§ Your instructions:
Retype the whole listing below, character for character.

━━━ Task input

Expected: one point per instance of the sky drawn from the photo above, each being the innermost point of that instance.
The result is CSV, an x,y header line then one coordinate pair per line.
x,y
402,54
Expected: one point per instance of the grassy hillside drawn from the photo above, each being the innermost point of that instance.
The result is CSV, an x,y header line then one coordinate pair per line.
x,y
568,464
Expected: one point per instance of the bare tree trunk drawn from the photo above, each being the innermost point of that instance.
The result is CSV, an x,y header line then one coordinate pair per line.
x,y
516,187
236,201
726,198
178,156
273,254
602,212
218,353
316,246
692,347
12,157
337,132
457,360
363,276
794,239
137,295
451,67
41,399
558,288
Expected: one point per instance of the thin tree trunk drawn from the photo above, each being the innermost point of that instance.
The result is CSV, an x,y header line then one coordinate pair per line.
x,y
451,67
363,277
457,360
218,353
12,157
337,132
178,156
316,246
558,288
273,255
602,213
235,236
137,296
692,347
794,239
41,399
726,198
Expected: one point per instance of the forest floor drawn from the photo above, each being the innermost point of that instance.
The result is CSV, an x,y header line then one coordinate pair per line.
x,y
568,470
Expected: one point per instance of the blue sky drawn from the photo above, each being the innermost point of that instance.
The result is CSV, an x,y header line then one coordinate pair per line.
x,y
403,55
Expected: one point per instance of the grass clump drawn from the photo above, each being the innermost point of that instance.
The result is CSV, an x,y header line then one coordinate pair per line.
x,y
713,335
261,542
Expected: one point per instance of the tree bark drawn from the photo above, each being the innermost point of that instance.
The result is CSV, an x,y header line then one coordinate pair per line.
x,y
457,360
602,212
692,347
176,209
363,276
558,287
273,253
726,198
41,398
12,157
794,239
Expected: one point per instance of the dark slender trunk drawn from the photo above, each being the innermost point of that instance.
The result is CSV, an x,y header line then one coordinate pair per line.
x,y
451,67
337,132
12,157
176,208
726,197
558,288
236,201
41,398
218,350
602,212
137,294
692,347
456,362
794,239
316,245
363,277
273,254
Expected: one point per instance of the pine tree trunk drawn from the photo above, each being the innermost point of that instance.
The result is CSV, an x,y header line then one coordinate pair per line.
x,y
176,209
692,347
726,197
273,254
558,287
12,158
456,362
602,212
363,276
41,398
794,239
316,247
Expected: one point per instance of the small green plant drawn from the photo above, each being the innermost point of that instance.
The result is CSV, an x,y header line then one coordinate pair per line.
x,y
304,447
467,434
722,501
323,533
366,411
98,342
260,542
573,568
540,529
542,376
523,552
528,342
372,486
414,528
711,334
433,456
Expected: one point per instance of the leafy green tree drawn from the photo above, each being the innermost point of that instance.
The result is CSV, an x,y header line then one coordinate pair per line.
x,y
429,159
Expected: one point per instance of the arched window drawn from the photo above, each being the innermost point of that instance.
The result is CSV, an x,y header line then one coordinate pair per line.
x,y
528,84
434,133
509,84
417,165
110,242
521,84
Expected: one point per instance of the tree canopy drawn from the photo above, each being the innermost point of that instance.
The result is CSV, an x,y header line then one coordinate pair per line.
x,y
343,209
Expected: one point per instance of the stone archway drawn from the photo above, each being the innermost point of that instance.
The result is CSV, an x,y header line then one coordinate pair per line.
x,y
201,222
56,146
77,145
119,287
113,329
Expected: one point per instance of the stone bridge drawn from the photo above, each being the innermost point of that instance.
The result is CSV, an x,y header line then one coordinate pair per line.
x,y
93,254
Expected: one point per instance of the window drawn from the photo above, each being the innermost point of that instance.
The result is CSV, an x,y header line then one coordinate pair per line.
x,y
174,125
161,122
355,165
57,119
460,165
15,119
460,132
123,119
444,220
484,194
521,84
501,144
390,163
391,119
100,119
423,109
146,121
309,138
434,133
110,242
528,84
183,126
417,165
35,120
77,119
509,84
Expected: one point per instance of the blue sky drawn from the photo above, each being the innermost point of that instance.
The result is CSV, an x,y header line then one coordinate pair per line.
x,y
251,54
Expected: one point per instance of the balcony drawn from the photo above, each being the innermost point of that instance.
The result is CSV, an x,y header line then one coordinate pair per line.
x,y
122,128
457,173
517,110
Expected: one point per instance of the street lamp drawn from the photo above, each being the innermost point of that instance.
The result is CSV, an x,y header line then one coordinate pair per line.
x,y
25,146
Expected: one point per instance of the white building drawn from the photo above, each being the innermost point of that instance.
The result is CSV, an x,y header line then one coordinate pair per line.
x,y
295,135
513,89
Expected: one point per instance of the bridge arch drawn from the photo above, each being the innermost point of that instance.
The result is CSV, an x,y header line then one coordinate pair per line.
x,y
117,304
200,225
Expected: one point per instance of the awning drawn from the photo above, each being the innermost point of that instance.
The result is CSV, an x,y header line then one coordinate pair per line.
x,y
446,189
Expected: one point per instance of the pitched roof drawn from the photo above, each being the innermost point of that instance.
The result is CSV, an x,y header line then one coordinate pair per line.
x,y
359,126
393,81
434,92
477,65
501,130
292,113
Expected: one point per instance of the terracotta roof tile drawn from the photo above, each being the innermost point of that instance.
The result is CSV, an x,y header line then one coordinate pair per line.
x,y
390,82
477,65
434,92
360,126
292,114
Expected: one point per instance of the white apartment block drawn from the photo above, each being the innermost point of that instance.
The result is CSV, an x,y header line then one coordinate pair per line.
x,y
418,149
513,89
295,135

━━━━━━

§ Task answer:
Expected: one point per instance of the sky drawn from the photo above, each being the innermost point of that instance.
The result is CSV, an x,y header line then one coordinate pair per line.
x,y
402,54
Expected: one point per instance of the grassy hillside drawn from the photo above, each being the innermost point of that instance.
The result is CSV, an x,y header line then one coordinate pair per line.
x,y
568,464
Expected: one point per instance of the bare tree trunk drawn from the photo above, each being the innermost point of that instance.
The result is CSV, an x,y header line then one coordinate pair per line.
x,y
516,187
236,201
726,198
178,156
273,254
602,212
218,353
316,246
692,347
12,157
337,132
457,360
363,276
794,239
137,295
451,67
41,399
558,288
Expected: one point per instance of the thin tree trunk drawn from the photo above, each being the innermost point of that instance.
The result is CSV, an x,y header line then one coordinate pair per line.
x,y
451,67
363,277
457,360
218,353
12,157
337,132
178,156
316,246
558,288
273,255
602,213
235,236
137,296
692,347
794,239
41,399
726,198
Expected: one point per instance of the forest floor drawn from the photo above, each being the innermost point of that instance.
The result is CSV, an x,y header line then one coordinate pair per line.
x,y
568,470
Expected: one point per instance of the blue sky drawn from the photo above, each being the innermost point of that instance.
The result is CSV, an x,y header line then one coordinate pair per line.
x,y
403,55
Expected: one point per instance of the grass clump drawn from the photo above, each being the innermost point of that instance.
The result is CSV, an x,y header line then one coordinate pair per line.
x,y
713,335
261,542
Expected: one point per instance of the tree bark drawn from the photo above, each being the innermost point of that instance.
The result is CSV, an x,y header line then one coordinate pair per line.
x,y
457,360
602,212
692,347
176,209
363,276
558,287
273,253
726,198
41,398
12,157
794,239
Expected: one point per instance of the dark slender trunk drawn from the photo above, each being the innermost point of that instance.
The result is CSV, an x,y header line then one coordinate pair per line.
x,y
451,67
337,132
12,157
176,208
726,197
558,288
236,201
41,398
218,350
602,212
137,294
692,347
456,362
794,239
316,245
363,277
273,254
Expected: one point per instance of the pine tree trunk drawn from the photo above, each being the innermost point of that instance.
The result is CSV, an x,y header line then one coordinate pair per line.
x,y
176,209
692,347
726,197
273,254
558,287
12,158
456,362
602,212
363,276
41,398
794,239
316,247
Expected: one point per instance of the small green plant drawn from the photo above, each being the innermost point of that instance.
The result is CSV, an x,y header line then one coordinate pair per line.
x,y
304,447
467,434
722,501
323,533
366,411
98,342
260,542
573,568
540,529
542,376
523,552
528,342
372,486
414,528
711,334
433,456
Expected: one point per instance of the leafy green tree drawn from the photo above, each being the innermost point of that instance.
The result is CSV, an x,y header line then one coordinate pair per line.
x,y
429,159
Expected: one point per instance of the arched window drawn from the photo above, each being the innermost point of that instance.
The result is CSV, an x,y header line then one coordinate pair per line.
x,y
528,84
434,133
509,84
417,165
110,242
521,84
Expected: one point per instance of the tree canopy drawn from the photo above, each being the innermost point of that instance.
The result is CSV, an x,y header line then one coordinate pair per line.
x,y
343,209
Expected: one point per instance of the stone archway drawn from the photo above, each being the innermost point of that instance.
The result is CSV, an x,y header line then one coordinate pair per line.
x,y
201,222
56,146
77,145
119,287
113,329
Expected: one point per instance of the stone bridge drawn from the photo above, each being the innermost point of that instance.
The result is CSV, an x,y header line then one coordinate pair per line.
x,y
93,254
Expected: one point per instance of the window drawn from the photo above, each being the innermost point of that instance.
The result is CSV, an x,y header line then one coordinate pair per line.
x,y
174,125
161,122
355,165
57,119
460,165
15,119
460,132
123,119
444,220
484,194
521,84
501,144
390,163
391,119
100,119
423,109
146,121
309,138
434,133
110,242
528,84
183,126
417,165
35,120
77,119
509,84
Expected: one point per instance of the blue sky drawn from the photo above, each being the innermost point of that instance.
The result is CSV, an x,y header line then one coordinate pair per line.
x,y
251,54
Expected: one point per instance of the balcony drawn from the photo above, each being the innermost point of that instance.
The result is CSV, an x,y header line then one coordinate pair per line.
x,y
122,128
457,173
517,110
Expected: one point per instance of the street lamp drawn from the photo above, each being the innermost point of that instance.
The result is CSV, an x,y header line then one coordinate pair per line.
x,y
25,146
Expected: one point per instance of the white building drawn from the photo above, each being the innermost point of that instance.
The result is CSV, an x,y header line then one coordinate pair per line.
x,y
295,135
513,89
Expected: one point per instance of the bridge arch drawn from the photo above, each being the innermost point of that instance.
The result is CSV, an x,y header line then one coordinate pair per line.
x,y
117,304
200,225
Expected: one point per instance of the awning drawn from the photo above, each being the innermost point of that instance.
The result is CSV, an x,y header line then one coordinate pair per line.
x,y
446,189
Expected: one point per instance of the pitched roof drawn from the photo above, each being the innermost point of that instance.
The result is CSV, an x,y header line then one coordinate pair per line.
x,y
359,126
393,81
434,92
477,65
501,130
292,113
Expected: one point per instance of the terracotta roof tile drawn from the photo above, each being the innermost point of that instance.
The result is CSV, an x,y header line then one coordinate pair per line.
x,y
390,82
477,65
434,92
360,126
292,114
Expected: one point per instance of the white apartment block drawn from the photo above, each being the innermost point of that instance.
The result is CSV, an x,y header line then one coordinate pair per line.
x,y
418,149
513,89
295,135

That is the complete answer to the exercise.